- **INSTRUCTIONS FOR THE TASK**: The data below is to be repeated in full, exactly as given.

- **DATA FOR ANALYSIS**:
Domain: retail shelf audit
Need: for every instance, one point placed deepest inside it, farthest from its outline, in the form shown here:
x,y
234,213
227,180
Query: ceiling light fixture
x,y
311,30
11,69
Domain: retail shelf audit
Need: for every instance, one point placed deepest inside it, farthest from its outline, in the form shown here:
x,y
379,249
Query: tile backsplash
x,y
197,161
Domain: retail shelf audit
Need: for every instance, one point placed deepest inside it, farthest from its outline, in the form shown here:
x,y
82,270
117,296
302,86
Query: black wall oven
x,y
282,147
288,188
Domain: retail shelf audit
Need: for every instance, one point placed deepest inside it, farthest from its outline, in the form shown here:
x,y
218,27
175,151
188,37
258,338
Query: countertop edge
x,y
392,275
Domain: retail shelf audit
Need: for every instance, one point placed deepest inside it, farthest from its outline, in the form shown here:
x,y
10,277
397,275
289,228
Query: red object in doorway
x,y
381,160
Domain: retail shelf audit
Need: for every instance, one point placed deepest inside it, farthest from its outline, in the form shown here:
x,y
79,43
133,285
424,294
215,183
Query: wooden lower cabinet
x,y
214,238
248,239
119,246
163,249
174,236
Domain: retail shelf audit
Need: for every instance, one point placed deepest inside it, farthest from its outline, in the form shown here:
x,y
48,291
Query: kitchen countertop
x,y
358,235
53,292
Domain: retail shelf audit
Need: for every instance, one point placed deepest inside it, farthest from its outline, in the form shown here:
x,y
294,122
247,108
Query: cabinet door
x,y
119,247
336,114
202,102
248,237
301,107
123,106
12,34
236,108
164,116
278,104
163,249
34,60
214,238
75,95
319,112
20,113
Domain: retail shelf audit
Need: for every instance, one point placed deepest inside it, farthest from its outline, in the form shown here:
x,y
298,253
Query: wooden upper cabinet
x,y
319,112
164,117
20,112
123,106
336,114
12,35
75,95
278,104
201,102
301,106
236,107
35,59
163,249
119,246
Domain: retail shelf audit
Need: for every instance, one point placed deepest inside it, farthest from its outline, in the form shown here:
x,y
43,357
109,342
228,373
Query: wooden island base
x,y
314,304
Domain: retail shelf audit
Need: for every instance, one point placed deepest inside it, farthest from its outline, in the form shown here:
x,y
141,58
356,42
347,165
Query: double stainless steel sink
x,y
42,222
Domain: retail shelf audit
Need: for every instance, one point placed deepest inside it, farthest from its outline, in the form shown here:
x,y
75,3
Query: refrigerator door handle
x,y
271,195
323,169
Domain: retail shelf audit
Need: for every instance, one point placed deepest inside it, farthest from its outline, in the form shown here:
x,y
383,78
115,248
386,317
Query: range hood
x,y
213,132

- **EXERCISE RESULT**:
Domain: retail shelf audit
Need: for every instance, one point placed deepest inside it, farthest from its outline, in the form shown here:
x,y
234,213
227,180
Query: ceiling light fixture
x,y
311,30
11,69
Domain: retail shelf audit
Need: for every instance, one point placed deepest inside it, farthest from its outline, in the form shown here:
x,y
379,249
Query: tile backsplash
x,y
197,161
Domain: retail shelf audit
Need: for every instance, one point placed deepest inside it, farthest from its outline, in the form shown here:
x,y
82,270
117,296
302,86
Query: black wall oven
x,y
282,147
288,188
Domain: retail shelf audit
Need: for every instance, one point placed deepest inside it, farthest from its outline, in the form shown here:
x,y
218,27
175,151
188,37
258,338
Query: countertop edge
x,y
392,275
Domain: retail shelf audit
Need: for every instance, one point placed deepest inside it, farthest from its outline, in the form shown here:
x,y
10,277
397,275
289,228
Query: red object in doorway
x,y
381,160
Domain: retail shelf audit
Need: for every instance, one point placed deepest inside it, farthest from its outline, in the form shown here:
x,y
79,43
133,285
424,294
215,183
Query: wooden lower cabinet
x,y
214,238
248,239
119,246
163,249
174,236
Domain: retail shelf audit
Need: for every instance, one point placed deepest inside it, farthest from its outline, in the form shown here:
x,y
48,291
Query: kitchen countertop
x,y
358,235
53,292
Domain: retail shelf audit
Need: for every instance, one point placed deepest inside it, farthest from its outline, in the form shown here:
x,y
294,122
247,108
Query: cabinet door
x,y
119,247
336,114
202,102
248,237
301,107
123,106
12,34
236,108
164,116
278,104
163,249
34,60
214,238
75,95
319,112
20,113
Domain: retail shelf audit
Need: for every instance, one point placed deepest inside it, farthest from its outline, in the form shown here:
x,y
298,253
Query: wooden upper cabinet
x,y
319,112
164,117
20,112
123,106
336,114
12,35
75,95
278,104
201,102
301,106
236,107
35,59
163,249
119,246
Domain: retail shelf audit
Need: for every instance, one point placed deepest inside it, farthest from its outline, in the form shown here:
x,y
43,357
109,342
228,373
Query: wooden island base
x,y
314,304
Domain: retail shelf audit
Need: for every instance, one point placed deepest inside it, farthest from its outline, in the form shown here:
x,y
141,58
356,42
347,165
Query: double stainless steel sink
x,y
42,222
Domain: retail shelf audit
Need: for every instance, one point placed deepest inside it, farthest from its outline, in the form shown here:
x,y
75,3
Query: refrigerator door handle
x,y
271,195
323,169
Domain: retail shelf audit
Need: for every instance, one point placed deepest inside it, farthest from its outline, in the form shown here:
x,y
383,78
115,248
386,317
Query: range hood
x,y
213,132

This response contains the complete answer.